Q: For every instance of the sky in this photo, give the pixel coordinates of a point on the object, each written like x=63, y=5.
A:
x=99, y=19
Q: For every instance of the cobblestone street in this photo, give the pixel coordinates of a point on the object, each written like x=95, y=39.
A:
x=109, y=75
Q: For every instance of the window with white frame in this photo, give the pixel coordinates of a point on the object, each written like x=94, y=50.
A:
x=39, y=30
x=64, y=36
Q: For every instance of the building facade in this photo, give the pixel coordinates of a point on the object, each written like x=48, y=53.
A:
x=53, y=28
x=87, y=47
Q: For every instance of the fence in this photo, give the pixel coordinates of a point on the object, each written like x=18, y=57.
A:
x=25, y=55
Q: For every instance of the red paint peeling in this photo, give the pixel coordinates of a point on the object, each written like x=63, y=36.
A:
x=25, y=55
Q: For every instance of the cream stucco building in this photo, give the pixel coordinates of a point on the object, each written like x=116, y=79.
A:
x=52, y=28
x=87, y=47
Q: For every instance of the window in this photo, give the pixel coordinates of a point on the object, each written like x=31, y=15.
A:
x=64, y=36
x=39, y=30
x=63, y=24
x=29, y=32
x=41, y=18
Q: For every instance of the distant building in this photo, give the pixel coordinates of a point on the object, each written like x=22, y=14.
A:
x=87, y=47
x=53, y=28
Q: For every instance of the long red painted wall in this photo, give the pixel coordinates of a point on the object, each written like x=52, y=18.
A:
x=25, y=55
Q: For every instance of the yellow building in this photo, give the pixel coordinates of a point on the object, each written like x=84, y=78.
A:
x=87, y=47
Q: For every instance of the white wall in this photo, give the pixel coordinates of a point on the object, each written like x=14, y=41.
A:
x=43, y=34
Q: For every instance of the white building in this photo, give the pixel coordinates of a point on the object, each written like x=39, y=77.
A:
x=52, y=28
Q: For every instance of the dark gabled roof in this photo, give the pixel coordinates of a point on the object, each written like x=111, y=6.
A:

STATED GOAL ▸ Copy all the lines, exactly.

RESULT OF THIS EXERCISE ▸
Q: For every instance of the sky in this photo, give the pixel coordinates of a point on the object, each written like x=63, y=5.
A:
x=99, y=19
Q: For every instance of the cobblestone street in this photo, give the pixel coordinates of a point on the object, each written like x=95, y=39.
A:
x=109, y=75
Q: For every instance of the window with white frame in this photo, give the pixel coordinates of a point on the object, each written like x=94, y=50.
A:
x=39, y=30
x=64, y=36
Q: For every instance of the building facade in this photo, give the pixel coordinates of a point on the object, each written like x=48, y=53.
A:
x=53, y=28
x=87, y=47
Q: For every instance of the fence in this photo, give the pixel coordinates of a point on the object, each written like x=18, y=57.
A:
x=25, y=55
Q: For every instance of the red paint peeling in this photo, give the pixel coordinates of a point on the object, each written like x=63, y=36.
A:
x=25, y=55
Q: For every instance of the cream stucco building in this photo, give the pixel coordinates of a point on the object, each written like x=116, y=79.
A:
x=52, y=28
x=87, y=47
Q: For every instance of the window in this photo, give the pixel coordinates of a point on the object, each written like x=31, y=15.
A:
x=64, y=36
x=39, y=30
x=63, y=24
x=29, y=32
x=41, y=18
Q: For every instance of the distant building in this photo, give the pixel coordinates of a point on the object, each written like x=22, y=14.
A:
x=87, y=47
x=53, y=28
Q: For every instance of the long red painted wall in this photo, give the pixel coordinates of a point on the object, each written like x=52, y=18.
A:
x=25, y=55
Q: For every instance of the yellow building in this photo, give the pixel coordinates of a point on the object, each written like x=84, y=78.
A:
x=87, y=47
Q: For every instance of the white wall in this photo, give the pixel coordinates of a point on the object, each written like x=14, y=41.
A:
x=43, y=34
Q: For every instance of the white building in this photo, give the pixel coordinates of a point on the object, each written like x=39, y=77.
A:
x=52, y=28
Q: For every instance of the dark gabled roof in this photo, give the pixel coordinates of a point on the object, each written like x=111, y=6.
A:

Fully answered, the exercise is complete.